OBJETIVO DECLARADO.
Reproduza apenas o trecho que vai da linha com "Category: the sandy ground" até a linha com "pixel 114 143", incluindo as duas. Substitua "white sneaker" por "white shoe" e deixe todo o resto igual.

ENTRADAS EXIBIDAS.

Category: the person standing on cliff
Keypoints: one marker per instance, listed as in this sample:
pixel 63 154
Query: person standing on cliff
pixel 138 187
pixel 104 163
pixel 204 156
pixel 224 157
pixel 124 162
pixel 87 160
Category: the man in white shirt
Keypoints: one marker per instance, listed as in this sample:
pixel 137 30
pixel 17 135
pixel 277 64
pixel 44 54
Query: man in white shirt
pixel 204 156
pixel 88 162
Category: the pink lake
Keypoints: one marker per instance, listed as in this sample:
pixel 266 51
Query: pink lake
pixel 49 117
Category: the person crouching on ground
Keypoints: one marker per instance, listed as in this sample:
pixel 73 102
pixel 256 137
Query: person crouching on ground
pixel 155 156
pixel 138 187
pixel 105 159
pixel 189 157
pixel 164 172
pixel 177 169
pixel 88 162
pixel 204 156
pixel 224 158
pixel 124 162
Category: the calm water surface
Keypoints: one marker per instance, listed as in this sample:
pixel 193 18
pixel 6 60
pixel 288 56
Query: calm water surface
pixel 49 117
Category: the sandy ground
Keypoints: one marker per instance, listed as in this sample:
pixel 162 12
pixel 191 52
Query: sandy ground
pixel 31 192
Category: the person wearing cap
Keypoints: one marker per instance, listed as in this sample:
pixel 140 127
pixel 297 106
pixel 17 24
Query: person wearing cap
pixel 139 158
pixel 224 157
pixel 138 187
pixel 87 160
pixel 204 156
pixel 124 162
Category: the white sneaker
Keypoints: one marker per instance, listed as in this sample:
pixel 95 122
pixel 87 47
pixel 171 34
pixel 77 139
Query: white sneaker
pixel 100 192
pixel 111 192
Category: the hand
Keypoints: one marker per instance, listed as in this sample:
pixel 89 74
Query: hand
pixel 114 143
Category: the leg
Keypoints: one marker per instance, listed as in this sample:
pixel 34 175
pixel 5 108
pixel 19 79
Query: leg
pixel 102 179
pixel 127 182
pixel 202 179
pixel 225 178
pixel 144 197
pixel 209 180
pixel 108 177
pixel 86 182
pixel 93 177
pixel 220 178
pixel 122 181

RESPOSTA COMPLETA.
Category: the sandy ground
Keypoints: one marker per instance, listed as in this sample:
pixel 162 12
pixel 191 52
Query: sandy ground
pixel 31 192
Category: the person wearing cap
Keypoints: one marker per instance, listed as in this sample:
pixel 140 127
pixel 297 106
pixel 17 24
Query: person wearing cap
pixel 139 158
pixel 224 157
pixel 138 187
pixel 87 160
pixel 204 156
pixel 124 162
Category: the white shoe
Keypoints: one marker per instance, listed as in this sample:
pixel 95 122
pixel 87 47
pixel 171 34
pixel 77 139
Query: white shoe
pixel 100 192
pixel 111 192
Category: the hand
Keypoints: one marker per instance, listed as in this sample:
pixel 89 74
Query: hand
pixel 114 143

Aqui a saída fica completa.